- [Exercise] From the line with "Track-and-sign request: indicate each instance of the blurred" up to and including the line with "x=159, y=233", give these records again with "blurred person" changed to "out-of-focus person" and nothing else altered. Return only those lines.

┌─ Data to use

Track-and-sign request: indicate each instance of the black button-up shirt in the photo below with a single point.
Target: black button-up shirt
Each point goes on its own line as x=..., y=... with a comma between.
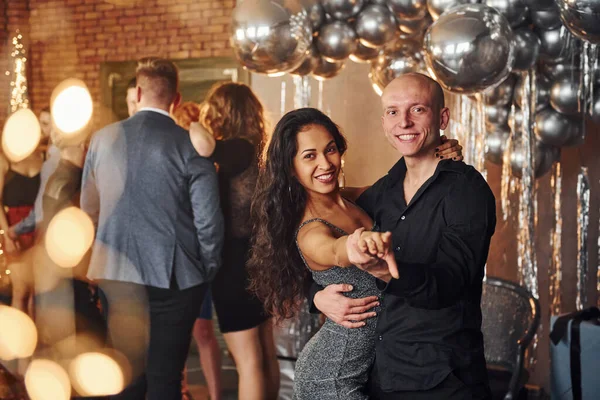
x=430, y=322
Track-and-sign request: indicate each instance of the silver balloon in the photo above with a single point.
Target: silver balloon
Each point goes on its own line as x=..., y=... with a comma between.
x=527, y=49
x=553, y=47
x=375, y=26
x=559, y=71
x=544, y=156
x=408, y=9
x=542, y=91
x=539, y=4
x=502, y=94
x=515, y=11
x=495, y=144
x=496, y=115
x=270, y=36
x=469, y=48
x=437, y=7
x=582, y=18
x=326, y=69
x=336, y=41
x=343, y=9
x=516, y=123
x=394, y=61
x=316, y=13
x=309, y=64
x=553, y=128
x=414, y=26
x=546, y=19
x=576, y=134
x=364, y=54
x=564, y=96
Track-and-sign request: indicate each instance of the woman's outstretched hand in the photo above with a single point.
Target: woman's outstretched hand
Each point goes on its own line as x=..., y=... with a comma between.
x=372, y=252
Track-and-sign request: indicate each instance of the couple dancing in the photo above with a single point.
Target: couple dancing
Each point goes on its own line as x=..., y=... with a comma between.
x=414, y=244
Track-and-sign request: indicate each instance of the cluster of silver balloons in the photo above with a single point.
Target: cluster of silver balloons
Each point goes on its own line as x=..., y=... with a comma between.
x=548, y=39
x=468, y=46
x=316, y=37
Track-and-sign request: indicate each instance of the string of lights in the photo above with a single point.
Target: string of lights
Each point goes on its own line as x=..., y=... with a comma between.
x=18, y=85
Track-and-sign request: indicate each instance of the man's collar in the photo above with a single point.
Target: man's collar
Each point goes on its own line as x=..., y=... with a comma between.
x=153, y=109
x=399, y=169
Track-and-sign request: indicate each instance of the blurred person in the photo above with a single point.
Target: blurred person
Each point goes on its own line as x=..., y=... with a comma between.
x=233, y=116
x=204, y=331
x=131, y=97
x=23, y=230
x=159, y=233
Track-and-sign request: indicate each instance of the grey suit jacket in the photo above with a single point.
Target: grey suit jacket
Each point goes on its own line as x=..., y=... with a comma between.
x=155, y=203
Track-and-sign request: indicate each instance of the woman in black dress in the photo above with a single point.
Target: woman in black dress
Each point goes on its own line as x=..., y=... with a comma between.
x=235, y=118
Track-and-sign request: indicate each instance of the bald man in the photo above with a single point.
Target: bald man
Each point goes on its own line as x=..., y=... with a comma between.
x=442, y=215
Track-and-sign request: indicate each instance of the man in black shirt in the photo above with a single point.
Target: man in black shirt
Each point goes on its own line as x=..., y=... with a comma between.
x=442, y=216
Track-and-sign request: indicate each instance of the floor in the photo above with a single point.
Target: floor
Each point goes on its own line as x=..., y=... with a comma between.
x=197, y=384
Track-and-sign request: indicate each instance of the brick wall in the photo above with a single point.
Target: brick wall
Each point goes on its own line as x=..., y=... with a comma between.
x=70, y=38
x=14, y=14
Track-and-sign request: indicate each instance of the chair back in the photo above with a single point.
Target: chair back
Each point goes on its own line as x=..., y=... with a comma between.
x=511, y=316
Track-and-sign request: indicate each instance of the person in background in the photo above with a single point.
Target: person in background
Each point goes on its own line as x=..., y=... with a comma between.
x=442, y=215
x=131, y=97
x=232, y=135
x=24, y=230
x=204, y=331
x=159, y=235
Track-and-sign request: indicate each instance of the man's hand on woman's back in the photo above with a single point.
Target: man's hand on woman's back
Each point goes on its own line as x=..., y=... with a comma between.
x=343, y=310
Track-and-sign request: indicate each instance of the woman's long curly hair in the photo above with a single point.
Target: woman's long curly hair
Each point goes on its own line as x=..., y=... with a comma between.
x=231, y=110
x=278, y=275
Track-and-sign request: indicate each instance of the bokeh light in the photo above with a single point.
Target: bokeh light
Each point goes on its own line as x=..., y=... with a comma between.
x=18, y=335
x=46, y=380
x=70, y=235
x=96, y=374
x=72, y=109
x=21, y=135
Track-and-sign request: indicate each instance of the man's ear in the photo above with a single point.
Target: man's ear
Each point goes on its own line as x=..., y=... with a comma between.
x=444, y=118
x=176, y=101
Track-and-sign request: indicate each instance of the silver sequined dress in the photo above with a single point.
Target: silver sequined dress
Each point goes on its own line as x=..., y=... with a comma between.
x=335, y=363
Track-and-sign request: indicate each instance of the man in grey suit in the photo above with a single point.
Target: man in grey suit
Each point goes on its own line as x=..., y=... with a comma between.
x=159, y=234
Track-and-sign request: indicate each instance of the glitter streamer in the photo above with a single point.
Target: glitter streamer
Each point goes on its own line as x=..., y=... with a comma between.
x=583, y=219
x=18, y=84
x=478, y=126
x=507, y=178
x=282, y=98
x=320, y=96
x=526, y=237
x=555, y=273
x=302, y=91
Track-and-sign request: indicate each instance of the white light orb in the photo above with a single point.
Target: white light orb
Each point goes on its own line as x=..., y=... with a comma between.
x=69, y=236
x=21, y=135
x=96, y=374
x=46, y=380
x=18, y=335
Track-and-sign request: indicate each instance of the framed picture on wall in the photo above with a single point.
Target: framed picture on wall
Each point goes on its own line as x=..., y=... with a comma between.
x=196, y=77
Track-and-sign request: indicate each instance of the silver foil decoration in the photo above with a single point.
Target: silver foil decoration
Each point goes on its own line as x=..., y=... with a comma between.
x=555, y=273
x=583, y=220
x=302, y=92
x=282, y=99
x=320, y=96
x=526, y=238
x=508, y=180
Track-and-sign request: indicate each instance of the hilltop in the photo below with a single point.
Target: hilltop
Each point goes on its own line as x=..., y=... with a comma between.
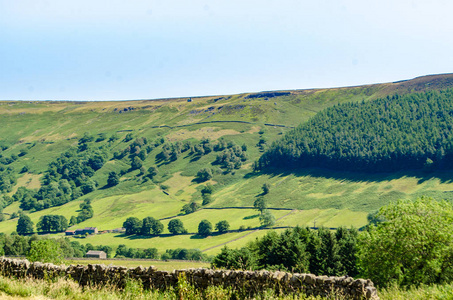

└─

- [Task solution]
Track-and-sign request: indicate each instance of the out-of-focus person in the photo above with a single point.
Target: out-of-focus person
Each point goes on its own line as x=..., y=... with a comma between.
x=233, y=116
x=204, y=331
x=131, y=97
x=23, y=230
x=159, y=233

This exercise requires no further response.